- Extract to read:
Table 4 gives results for the AINV smoother everything else being the same as in Table 2. The results in Table 4 show that AINV is a smoother which is not as good (with this value of [tau]) as the symmetric Gauss-Seidel or the Incomplete Cholesky decomposition. The number of iterations is almost twice what it is for IC. However, it must be noted that we do not keep too much fill-in in AINV (using a smaller value of the parameter [tau] will decrease the number of iterations although at the expense of a larger storage). Moreover, AINV is a fully parallel smoother since it only involves matrix-vector multiplies. The number of iterations can be lowered by using a W-cycle ([gamma] = 2). Then for v = 1; 2; 5 we obtain 9; 6; 4 iterations but the number of operations is larger than with [gamma] = 1.

The results for 'tw' are given in Table 5. From these results and comparing with those in Table 4, we see than 'tw' is a better smoother than 'ai'. The number of iterations and the number of operations are approximately the same as for the symmetric Gauss-Seidel smoother 'gs'. However, using 'tw' is fully parallel since the operation to apply the smoother is a matrix-vector product.

- Annotation data with points:
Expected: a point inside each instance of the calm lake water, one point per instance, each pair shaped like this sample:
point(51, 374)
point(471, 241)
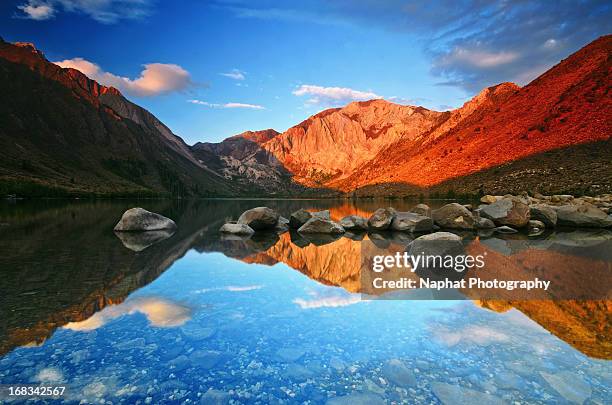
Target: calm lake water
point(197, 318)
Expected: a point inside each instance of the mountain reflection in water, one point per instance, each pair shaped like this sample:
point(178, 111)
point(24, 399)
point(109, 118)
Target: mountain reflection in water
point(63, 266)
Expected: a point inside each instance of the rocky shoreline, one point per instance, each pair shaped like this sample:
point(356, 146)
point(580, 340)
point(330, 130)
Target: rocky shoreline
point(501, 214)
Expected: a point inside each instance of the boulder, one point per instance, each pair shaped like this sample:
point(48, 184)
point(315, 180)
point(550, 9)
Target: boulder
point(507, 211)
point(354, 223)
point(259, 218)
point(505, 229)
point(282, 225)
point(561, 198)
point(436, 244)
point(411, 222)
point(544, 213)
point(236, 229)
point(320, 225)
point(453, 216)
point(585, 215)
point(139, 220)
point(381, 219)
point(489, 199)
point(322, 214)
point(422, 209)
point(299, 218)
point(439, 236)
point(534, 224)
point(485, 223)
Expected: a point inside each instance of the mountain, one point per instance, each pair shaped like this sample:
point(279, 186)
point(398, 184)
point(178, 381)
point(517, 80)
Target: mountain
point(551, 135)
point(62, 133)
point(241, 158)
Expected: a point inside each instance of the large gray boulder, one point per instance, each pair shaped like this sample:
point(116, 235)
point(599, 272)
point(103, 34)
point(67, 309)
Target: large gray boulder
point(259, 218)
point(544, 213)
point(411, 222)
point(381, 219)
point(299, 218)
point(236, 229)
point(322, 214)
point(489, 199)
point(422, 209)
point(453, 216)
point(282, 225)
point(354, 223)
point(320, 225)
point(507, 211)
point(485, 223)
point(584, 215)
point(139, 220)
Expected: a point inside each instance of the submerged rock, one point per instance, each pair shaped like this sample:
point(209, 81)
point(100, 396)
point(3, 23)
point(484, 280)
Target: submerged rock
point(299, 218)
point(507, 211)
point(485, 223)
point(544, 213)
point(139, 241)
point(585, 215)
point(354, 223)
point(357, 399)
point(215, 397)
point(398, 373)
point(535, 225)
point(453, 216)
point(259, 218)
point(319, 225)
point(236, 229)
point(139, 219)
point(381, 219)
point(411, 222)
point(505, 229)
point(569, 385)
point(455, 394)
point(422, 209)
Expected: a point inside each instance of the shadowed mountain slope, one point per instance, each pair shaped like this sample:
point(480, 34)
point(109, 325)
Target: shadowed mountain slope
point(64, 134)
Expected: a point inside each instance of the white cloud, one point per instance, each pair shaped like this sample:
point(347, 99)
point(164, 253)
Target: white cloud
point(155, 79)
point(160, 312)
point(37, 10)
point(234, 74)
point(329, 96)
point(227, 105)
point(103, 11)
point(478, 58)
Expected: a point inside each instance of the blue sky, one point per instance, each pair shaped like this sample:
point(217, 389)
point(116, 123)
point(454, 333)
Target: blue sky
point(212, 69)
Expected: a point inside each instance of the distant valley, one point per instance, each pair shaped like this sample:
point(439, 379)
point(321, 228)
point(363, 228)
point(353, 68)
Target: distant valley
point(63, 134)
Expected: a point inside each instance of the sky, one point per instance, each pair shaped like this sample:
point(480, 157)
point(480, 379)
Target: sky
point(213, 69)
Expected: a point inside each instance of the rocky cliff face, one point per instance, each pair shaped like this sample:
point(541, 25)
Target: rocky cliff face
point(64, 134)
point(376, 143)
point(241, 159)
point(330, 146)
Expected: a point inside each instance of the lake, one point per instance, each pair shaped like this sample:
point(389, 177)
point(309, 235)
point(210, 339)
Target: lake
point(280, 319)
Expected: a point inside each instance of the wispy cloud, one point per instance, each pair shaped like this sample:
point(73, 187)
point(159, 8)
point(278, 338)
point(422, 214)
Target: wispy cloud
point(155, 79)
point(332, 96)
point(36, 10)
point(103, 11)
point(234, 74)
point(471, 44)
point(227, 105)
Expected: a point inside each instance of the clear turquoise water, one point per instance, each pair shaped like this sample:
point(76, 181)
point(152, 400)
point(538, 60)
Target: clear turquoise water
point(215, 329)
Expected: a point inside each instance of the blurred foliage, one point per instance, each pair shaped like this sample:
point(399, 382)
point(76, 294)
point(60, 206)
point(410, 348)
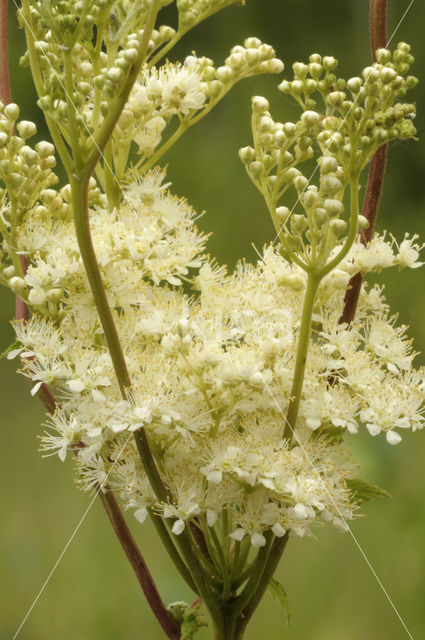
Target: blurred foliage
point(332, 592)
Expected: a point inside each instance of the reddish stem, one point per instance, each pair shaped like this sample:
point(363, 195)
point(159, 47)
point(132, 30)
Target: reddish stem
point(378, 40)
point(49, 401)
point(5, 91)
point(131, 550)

---

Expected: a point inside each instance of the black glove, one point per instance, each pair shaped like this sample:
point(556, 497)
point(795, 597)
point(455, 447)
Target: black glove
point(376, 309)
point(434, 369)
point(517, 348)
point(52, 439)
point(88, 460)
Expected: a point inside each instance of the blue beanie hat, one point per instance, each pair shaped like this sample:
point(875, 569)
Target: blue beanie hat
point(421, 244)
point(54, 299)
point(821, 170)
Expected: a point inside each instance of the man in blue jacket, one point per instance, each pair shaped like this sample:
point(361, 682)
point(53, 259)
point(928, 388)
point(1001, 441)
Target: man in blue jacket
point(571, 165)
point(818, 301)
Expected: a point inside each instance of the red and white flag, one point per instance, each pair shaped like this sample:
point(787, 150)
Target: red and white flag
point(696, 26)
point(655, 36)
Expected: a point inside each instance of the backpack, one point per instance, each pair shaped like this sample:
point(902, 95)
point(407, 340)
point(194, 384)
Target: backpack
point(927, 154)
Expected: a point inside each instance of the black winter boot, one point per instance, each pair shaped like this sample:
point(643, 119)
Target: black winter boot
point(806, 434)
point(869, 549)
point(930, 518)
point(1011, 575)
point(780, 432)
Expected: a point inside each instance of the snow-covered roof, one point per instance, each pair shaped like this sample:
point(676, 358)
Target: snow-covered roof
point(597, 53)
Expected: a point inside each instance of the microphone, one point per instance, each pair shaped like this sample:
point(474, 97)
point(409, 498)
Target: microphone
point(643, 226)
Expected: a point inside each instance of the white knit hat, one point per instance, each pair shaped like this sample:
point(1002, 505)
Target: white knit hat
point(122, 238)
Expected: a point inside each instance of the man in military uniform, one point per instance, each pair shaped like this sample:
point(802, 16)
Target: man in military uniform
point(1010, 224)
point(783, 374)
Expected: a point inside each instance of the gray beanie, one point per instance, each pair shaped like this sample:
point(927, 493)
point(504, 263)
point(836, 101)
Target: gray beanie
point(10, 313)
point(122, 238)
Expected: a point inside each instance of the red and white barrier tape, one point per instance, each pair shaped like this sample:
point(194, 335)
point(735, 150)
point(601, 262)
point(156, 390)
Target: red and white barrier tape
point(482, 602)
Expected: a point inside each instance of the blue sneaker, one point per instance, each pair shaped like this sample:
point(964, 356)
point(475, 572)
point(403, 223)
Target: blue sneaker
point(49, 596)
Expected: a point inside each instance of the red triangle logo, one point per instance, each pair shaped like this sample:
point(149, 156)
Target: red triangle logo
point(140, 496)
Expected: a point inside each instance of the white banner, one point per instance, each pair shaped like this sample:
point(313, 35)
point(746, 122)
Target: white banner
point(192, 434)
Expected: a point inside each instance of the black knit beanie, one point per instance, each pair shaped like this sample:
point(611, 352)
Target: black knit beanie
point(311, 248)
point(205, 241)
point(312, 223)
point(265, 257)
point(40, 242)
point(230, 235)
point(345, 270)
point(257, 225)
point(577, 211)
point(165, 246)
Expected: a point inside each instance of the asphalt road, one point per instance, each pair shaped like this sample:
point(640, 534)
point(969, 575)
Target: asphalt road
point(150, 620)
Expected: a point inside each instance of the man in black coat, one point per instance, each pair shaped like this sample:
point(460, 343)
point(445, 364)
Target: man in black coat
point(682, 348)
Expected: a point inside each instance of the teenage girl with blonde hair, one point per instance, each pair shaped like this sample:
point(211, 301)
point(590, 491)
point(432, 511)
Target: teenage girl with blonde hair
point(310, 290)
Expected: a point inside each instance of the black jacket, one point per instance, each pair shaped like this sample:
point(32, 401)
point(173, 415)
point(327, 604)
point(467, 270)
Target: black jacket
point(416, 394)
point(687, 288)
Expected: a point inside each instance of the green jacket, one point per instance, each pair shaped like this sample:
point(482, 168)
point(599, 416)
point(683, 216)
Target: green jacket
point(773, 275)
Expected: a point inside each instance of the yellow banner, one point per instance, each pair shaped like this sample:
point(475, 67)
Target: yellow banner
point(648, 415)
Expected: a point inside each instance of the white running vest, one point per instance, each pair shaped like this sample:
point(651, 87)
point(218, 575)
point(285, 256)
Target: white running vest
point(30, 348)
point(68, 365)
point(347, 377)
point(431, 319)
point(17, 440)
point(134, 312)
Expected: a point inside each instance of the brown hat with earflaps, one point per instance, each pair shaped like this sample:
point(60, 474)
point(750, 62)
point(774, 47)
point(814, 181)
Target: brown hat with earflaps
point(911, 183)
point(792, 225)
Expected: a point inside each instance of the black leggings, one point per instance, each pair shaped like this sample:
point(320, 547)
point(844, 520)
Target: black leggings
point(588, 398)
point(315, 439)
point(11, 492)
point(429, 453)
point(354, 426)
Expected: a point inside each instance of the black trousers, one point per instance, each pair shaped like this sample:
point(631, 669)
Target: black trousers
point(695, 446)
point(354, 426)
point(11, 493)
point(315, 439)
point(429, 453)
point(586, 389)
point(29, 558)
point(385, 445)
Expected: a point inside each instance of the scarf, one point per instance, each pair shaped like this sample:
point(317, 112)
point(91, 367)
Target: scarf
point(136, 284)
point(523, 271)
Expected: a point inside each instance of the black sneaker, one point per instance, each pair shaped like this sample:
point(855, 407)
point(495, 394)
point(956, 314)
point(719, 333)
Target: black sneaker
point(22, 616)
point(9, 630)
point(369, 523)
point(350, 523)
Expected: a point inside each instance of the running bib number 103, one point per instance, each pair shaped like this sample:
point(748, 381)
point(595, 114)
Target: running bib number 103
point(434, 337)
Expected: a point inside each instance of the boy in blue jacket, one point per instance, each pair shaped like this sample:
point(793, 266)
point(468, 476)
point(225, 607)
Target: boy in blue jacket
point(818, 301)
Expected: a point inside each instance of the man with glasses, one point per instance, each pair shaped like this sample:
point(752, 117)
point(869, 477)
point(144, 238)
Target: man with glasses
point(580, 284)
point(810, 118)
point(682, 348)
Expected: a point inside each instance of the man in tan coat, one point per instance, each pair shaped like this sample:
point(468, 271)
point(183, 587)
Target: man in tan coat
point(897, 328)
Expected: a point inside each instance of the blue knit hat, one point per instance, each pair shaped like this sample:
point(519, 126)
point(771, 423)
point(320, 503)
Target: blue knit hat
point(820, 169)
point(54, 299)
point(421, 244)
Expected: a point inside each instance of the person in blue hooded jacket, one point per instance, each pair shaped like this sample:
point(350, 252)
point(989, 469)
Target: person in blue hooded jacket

- The tasks:
#1 In the passage on smoothers, switch "number of iterations" to "iteration count" and write out the stretch that begins at the words "The results for" and stops after "a matrix-vector product.".
#2 What reason does the passage on smoothers give for AINV being a fully parallel smoother?

- Answers to the problems:
#1
The results for 'tw' are given in Table 5. From these results and comparing with those in Table 4, we see than 'tw' is a better smoother than 'ai'. The iteration count and the number of operations are approximately the same as for the symmetric Gauss-Seidel smoother 'gs'. However, using 'tw' is fully parallel since the operation to apply the smoother is a matrix-vector product.

#2 AINV is fully parallel because it only involves matrix-vector multiplies.